SELECTED EXTRACT.
- - - - - - -
The 11th Indian Division was an infantry division of the British Indian Army during World War I.  It was formed in December 1914 with two infantry brigades already in Egypt and a third formed in January 1915.  After taking part in the Actions on the Suez Canal, the division was dispersed as its brigades were posted away.

The division was commanded throughout its existence by Major-General Alexander Wallace.

History
The pre-war 22nd (Lucknow) Brigade and the 32nd (Imperial Service) Brigade (formed in October 1914) were posted to Egypt to help defend the Suez Canal.  The 11th Indian Division was formed on 24 December 1914 with these two brigades, and little else in terms of divisional troops.  A third brigade (31st) was formed in January 1915 with other units already in Egypt.  The division beat off Turkish attempts to cross the Suez Canal on 3–4 February 1915 in the Actions on the Suez Canal.
- - - - - - -
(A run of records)
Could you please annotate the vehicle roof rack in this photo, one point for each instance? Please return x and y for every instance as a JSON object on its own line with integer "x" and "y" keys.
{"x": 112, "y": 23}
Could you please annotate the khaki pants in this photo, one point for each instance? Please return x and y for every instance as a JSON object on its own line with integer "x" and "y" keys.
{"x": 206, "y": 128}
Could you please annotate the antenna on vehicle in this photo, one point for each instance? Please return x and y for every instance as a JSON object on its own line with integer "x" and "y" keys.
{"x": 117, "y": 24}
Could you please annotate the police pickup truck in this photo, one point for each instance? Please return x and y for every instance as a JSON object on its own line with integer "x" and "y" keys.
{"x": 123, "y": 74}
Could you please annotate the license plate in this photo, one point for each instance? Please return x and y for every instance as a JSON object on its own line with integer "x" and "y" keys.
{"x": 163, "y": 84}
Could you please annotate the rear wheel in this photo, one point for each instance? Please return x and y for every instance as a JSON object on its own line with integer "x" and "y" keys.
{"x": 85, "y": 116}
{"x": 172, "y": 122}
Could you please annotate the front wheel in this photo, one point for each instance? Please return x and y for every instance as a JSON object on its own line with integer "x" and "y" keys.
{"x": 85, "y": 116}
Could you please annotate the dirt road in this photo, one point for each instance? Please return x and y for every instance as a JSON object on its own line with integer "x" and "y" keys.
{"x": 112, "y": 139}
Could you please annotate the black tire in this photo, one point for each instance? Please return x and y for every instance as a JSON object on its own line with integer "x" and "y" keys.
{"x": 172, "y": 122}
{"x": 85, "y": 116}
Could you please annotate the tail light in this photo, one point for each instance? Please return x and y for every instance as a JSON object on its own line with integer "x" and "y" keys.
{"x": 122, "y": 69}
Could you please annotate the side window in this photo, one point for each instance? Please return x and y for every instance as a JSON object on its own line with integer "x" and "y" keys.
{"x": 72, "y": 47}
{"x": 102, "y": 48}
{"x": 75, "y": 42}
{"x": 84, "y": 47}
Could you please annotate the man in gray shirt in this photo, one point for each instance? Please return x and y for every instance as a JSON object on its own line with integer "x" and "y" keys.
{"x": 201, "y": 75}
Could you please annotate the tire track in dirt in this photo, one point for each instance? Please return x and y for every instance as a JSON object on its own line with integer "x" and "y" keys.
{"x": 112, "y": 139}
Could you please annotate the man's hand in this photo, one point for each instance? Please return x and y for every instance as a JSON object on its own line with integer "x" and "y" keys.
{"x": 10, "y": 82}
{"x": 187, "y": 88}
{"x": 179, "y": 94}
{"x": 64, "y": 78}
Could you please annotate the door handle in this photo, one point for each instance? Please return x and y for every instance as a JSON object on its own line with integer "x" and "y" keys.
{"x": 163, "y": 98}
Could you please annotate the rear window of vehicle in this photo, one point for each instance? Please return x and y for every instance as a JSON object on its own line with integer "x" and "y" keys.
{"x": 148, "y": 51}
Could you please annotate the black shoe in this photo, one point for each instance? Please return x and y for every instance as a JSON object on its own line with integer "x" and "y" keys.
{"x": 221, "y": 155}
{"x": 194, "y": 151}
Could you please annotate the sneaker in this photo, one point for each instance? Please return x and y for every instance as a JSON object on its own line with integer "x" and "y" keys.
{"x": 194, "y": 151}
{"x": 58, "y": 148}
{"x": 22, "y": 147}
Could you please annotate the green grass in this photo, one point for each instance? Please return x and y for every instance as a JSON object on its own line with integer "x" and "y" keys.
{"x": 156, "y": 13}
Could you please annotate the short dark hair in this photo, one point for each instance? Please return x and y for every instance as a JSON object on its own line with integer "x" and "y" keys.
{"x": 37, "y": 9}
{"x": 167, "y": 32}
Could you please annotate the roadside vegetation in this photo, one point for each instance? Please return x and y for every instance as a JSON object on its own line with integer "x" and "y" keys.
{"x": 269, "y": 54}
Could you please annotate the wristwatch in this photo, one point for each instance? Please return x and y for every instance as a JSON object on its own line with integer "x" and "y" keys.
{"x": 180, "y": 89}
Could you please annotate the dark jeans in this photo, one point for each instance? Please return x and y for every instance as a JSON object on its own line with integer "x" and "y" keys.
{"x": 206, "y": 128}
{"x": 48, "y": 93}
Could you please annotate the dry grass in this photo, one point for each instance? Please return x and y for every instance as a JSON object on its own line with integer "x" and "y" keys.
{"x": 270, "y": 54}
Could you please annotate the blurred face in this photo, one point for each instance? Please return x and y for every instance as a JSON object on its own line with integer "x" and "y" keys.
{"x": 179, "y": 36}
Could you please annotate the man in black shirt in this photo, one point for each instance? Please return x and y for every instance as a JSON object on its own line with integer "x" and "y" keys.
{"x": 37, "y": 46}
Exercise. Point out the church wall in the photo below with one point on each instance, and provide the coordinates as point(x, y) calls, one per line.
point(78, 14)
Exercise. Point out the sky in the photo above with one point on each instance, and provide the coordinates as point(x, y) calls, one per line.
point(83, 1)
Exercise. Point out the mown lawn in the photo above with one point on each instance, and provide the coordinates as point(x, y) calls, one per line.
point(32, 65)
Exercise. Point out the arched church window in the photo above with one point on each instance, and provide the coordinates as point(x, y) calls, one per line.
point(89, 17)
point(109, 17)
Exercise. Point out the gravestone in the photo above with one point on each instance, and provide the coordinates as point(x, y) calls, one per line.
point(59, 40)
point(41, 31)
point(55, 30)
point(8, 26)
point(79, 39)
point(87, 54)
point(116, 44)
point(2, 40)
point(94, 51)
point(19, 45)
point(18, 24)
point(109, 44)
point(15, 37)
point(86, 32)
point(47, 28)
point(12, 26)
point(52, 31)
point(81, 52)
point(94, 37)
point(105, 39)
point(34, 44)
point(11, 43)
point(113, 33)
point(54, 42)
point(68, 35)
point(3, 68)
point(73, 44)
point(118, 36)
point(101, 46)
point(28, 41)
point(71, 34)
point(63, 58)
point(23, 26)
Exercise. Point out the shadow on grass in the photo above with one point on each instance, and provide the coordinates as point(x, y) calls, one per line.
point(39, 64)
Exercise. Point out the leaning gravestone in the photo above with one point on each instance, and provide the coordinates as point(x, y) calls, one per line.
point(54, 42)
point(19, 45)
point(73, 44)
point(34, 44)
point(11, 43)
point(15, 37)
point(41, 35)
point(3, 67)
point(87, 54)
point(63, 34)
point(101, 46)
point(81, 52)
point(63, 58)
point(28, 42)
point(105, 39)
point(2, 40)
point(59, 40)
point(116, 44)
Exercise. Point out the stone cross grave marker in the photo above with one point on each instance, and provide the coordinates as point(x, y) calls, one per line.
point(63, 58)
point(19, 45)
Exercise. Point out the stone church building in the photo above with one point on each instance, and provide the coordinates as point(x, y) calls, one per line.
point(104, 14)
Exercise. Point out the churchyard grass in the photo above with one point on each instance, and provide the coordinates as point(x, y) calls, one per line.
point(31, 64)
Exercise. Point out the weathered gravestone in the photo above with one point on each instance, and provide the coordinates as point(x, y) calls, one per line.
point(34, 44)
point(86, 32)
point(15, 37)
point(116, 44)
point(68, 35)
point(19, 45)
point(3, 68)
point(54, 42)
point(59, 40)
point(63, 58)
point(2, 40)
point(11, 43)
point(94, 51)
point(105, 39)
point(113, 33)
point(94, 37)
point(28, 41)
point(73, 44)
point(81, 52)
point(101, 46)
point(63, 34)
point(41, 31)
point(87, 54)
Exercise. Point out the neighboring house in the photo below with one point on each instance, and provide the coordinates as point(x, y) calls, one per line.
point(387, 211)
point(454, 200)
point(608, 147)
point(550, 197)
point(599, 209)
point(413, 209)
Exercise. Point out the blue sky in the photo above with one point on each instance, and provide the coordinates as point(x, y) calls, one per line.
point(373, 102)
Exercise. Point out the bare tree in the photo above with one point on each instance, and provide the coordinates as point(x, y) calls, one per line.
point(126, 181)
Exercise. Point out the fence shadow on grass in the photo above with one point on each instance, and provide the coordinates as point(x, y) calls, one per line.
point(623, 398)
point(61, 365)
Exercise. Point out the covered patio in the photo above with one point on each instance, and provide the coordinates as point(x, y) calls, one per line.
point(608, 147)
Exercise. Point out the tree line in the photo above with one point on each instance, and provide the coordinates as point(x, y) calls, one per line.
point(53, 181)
- - - - - - -
GIVEN TASK.
Reproduce the passage on the 11th Indian Division above word for word, from "The 11th Indian Division was an" to "Major-General Alexander Wallace.".

CORRECT OUTPUT.
The 11th Indian Division was an infantry division of the British Indian Army during World War I.  It was formed in December 1914 with two infantry brigades already in Egypt and a third formed in January 1915.  After taking part in the Actions on the Suez Canal, the division was dispersed as its brigades were posted away.

The division was commanded throughout its existence by Major-General Alexander Wallace.